__Text passage__:
____
Meet Dannie Kohan. Numbers are important to her.

Here are a few:

Thirty-six — the number of minutes it takes Dannie to get ready each morning.

Eighteen — the number of minutes it takes her to walk to work.

Twenty-four — the number of months you should date someone before you move in together.

Twenty-eight — the appropriate age to get engaged.

Thirty — the opportune age to get married.

As you can tell, Dannie has her life measured and mapped out — all at the age of 28. She lives with her boyfriend David and is on the fast-track to being a partner in a large law firm that she has wanted to work at since she was 10 years old.

She is nothing like her best friend, Bella, who is happy-go-lucky and embraces the adventures in life to their fullest. They have known each other since they were 7 years old, when they met at a park, and have been inseparable ever since.

Both live in New York, but Bella is a frequent traveler and Dannie’s work rarely allows her to make it home in time for dinner.

Dannie and David agree on the importance of a plan. Their plan is to get engaged, continue on their current career paths, get married, move to Gramercy Park and have a couple of kids. It may not be happily ever after in the truest sense of the phrase, but it works for them.
____
[Records from a dataset]
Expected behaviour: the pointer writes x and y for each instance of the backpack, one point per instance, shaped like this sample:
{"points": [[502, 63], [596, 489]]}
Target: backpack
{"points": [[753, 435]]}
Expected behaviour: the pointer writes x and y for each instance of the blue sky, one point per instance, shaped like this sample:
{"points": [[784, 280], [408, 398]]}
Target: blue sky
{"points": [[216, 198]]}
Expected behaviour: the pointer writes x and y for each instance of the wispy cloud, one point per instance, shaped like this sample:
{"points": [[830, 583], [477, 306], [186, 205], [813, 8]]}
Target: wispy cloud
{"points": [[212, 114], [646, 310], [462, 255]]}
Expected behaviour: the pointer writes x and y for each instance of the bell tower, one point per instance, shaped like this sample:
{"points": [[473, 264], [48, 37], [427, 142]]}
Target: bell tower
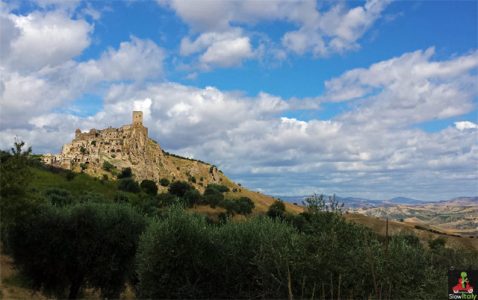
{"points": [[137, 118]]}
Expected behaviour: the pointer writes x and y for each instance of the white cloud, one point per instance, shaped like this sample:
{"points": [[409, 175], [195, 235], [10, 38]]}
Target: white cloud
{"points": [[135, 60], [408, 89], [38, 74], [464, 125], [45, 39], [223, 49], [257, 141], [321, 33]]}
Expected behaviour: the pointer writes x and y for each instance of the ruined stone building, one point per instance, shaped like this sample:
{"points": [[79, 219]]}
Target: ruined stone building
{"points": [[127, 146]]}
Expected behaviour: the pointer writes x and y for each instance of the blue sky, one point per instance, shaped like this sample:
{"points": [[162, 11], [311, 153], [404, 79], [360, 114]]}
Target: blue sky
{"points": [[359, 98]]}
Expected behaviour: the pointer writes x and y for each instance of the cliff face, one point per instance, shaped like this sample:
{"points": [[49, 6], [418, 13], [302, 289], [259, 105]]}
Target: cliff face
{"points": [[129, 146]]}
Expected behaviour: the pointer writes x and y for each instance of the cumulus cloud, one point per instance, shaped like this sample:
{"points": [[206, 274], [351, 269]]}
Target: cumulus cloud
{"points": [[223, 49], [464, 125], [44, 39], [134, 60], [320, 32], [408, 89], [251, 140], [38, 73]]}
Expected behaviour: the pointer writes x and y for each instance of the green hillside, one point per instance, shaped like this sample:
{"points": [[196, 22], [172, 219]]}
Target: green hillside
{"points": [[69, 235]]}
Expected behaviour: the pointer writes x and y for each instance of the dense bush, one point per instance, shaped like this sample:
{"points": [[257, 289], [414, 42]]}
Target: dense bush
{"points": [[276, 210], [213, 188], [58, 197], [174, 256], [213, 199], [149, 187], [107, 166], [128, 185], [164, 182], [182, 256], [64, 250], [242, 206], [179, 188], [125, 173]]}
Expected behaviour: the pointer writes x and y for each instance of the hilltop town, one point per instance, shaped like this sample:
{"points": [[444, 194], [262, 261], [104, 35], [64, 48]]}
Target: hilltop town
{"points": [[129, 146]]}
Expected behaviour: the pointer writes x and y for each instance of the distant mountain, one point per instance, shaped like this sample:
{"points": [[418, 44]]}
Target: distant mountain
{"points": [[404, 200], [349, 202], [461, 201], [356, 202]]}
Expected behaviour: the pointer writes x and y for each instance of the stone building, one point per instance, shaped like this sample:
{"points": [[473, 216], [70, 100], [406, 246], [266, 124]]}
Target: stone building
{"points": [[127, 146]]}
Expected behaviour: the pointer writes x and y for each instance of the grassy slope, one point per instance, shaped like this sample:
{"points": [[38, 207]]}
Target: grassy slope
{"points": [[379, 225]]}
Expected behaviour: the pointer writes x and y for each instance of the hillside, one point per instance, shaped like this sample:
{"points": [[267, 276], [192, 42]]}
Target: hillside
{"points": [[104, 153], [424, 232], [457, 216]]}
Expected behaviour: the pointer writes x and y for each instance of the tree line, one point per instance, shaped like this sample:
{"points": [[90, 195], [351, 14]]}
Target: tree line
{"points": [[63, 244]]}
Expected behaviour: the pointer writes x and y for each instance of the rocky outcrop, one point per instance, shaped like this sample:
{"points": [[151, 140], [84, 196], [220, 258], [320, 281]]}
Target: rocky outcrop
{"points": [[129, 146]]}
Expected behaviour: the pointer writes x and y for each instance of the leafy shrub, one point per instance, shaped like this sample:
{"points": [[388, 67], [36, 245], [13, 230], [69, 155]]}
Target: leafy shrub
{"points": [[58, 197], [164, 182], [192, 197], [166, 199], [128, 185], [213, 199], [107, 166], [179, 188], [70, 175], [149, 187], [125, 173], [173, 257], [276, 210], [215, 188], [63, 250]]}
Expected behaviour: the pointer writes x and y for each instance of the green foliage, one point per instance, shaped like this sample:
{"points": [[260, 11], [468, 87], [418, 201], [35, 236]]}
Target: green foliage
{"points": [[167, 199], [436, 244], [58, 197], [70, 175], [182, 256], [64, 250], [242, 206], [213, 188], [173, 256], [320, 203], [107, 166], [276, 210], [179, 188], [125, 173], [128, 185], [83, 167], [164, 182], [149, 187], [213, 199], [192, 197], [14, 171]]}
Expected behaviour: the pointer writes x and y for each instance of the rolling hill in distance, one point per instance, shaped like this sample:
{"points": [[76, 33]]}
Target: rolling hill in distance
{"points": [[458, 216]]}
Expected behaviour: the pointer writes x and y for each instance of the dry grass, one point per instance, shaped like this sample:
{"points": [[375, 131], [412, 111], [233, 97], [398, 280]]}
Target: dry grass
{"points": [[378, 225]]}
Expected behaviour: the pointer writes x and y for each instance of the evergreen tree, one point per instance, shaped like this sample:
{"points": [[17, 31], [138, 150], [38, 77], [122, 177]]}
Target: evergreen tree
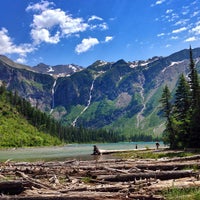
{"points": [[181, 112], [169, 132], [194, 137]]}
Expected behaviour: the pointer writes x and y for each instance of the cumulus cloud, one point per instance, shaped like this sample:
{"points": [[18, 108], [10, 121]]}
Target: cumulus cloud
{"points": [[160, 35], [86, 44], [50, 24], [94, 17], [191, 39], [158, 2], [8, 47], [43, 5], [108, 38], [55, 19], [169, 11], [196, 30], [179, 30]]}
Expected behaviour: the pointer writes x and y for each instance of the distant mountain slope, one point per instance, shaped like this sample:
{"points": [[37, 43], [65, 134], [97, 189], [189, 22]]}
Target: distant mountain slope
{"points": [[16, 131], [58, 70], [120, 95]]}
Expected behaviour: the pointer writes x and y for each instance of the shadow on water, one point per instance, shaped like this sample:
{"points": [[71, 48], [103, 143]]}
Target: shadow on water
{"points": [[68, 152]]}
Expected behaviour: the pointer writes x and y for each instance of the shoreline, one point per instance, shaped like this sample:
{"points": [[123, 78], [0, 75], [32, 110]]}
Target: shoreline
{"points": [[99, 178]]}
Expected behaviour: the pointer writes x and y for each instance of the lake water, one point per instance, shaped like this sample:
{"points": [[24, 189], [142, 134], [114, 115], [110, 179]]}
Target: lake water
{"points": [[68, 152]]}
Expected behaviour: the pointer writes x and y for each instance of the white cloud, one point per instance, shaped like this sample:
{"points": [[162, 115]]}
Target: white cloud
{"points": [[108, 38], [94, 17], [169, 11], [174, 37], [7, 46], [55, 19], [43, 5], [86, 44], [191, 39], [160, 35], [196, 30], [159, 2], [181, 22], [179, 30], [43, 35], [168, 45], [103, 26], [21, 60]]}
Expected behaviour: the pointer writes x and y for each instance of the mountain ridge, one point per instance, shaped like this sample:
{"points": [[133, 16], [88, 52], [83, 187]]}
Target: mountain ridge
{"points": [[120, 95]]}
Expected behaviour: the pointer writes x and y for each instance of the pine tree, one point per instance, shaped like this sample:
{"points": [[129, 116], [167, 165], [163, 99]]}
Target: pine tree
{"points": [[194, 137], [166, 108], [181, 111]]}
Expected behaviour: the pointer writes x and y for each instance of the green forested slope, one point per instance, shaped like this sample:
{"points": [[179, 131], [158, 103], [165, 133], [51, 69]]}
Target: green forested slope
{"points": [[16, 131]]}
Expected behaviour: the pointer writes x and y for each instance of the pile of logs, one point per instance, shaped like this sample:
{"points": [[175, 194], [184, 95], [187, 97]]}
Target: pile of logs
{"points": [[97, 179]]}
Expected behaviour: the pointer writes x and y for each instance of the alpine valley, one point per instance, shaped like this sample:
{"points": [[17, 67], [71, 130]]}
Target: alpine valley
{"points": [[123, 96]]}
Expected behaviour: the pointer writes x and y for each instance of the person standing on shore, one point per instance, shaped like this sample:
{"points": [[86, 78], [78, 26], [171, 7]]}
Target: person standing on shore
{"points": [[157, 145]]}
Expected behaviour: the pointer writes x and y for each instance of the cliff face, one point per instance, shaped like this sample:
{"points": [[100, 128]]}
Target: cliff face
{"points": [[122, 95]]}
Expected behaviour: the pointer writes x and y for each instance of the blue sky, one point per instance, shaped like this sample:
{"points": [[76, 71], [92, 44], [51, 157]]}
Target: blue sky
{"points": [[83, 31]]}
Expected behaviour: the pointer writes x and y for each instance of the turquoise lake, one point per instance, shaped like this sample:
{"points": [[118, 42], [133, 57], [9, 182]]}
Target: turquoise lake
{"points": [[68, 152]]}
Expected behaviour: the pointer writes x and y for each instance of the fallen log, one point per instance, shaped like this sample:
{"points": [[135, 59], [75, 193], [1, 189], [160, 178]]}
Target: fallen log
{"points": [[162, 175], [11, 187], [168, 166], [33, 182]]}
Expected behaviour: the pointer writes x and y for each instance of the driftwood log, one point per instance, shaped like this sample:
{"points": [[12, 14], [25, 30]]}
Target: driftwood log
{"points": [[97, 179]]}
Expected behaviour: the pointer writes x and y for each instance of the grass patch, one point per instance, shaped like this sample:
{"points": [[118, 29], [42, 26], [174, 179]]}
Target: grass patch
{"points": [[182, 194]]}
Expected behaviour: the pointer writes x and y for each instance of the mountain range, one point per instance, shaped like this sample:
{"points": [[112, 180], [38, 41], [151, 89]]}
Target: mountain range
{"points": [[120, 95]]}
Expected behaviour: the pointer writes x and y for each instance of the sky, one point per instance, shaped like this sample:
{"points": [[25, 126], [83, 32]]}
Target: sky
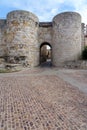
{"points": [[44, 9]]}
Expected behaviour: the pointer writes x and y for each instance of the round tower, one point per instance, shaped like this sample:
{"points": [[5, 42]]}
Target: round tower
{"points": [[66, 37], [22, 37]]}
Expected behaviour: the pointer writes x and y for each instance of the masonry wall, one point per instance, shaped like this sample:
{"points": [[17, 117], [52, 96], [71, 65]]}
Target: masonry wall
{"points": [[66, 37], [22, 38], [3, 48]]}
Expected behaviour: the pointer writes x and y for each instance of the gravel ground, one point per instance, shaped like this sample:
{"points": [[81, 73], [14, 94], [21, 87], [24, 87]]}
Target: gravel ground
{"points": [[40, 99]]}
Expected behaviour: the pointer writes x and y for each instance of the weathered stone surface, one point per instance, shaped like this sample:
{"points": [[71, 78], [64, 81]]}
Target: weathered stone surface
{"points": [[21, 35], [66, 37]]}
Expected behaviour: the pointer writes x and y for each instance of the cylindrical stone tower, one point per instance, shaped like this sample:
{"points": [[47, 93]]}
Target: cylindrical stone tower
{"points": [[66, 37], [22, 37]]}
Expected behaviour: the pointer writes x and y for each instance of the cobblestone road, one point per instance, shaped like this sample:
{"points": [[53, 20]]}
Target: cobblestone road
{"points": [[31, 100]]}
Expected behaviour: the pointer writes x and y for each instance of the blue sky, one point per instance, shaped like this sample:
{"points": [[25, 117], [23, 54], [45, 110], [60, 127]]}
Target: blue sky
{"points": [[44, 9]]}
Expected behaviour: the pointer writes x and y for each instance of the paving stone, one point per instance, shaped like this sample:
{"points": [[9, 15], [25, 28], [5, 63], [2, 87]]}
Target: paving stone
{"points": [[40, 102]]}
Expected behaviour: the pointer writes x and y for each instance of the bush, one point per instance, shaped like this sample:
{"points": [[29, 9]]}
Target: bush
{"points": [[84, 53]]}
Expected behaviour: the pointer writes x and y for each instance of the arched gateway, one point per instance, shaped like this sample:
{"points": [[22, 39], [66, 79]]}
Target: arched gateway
____
__Work task A__: For each statement, say yes or no according to the passage about Dannie Kohan, and quote the exact words of the passage that decide it: (i) Dannie takes eighteen minutes to walk to work. (ii) Dannie and Bella met at school. (iii) Dannie lives alone.
__Work task B__: In one to three sentences, explain how the passage about Dannie Kohan shows that Dannie has her life measured and mapped out.
__Work task C__: Carry on the passage about Dannie Kohan, starting after its final sentence.
These rows are separate material, unrelated to the passage about Dannie Kohan.

__Answer space A__:
(i) Yes: "Eighteen — the number of minutes it takes her to walk to work."
(ii) No: "when they met at a park"
(iii) No: "She lives with her boyfriend David"

__Answer space B__: The passage first lists numbers that matter to Dannie. These include the thirty-six minutes she takes to get ready, the eighteen minutes she takes to walk to work, and fixed figures for how long to date before moving in and at what age to get engaged and married. After that list, it says "As you can tell" that she has her life measured and mapped out, all at the age of 28.

__Answer space C__:
Bella, an artist, owns a gallery and falls in love at the drop of a hat. Dannie lives vicariously through Bella’s many adventures and loves.

Things seem to be aligning perfectly in Dannie’s life, until one night, after David proposes, she drifts off and wakes up five years later. Surprisingly, her future looks nothing like her life of today, and during the brief time she is transported, she sees where she lives, and more surprisingly, who she is with. She does not stay in the future for long and when she wakes, back in her real life, she is not sure what to think. Was it a dream? Premonition? Is she losing her mind?

Flash forward 41/2 years, and Dannie is still engaged to David but not yet married; she is working for her dream law firm, and she is getting ready to meet Bella’s new boyfriend. This is where it gets interesting, and Dannie realizes that her premonition may have not been a dream.

REBECCA SERLE has created a captivating read in her novel, “IN FIVE YEARS.” She does an excellent job setting the scene and allowing the reader to be drawn into the story. Her descriptions of New York — the fashion, the art and the food — seem spot on. I felt like I was there.

The tale Serle has crafted is heart-wrenching and beautifully crafted. It is an unexpected love story that is hard to put down. Many readers will be inspired to question their daily lives, their choices and if they appreciate what they have and where they are in life.

Jeana Gockley is the director of the Joplin Public Library.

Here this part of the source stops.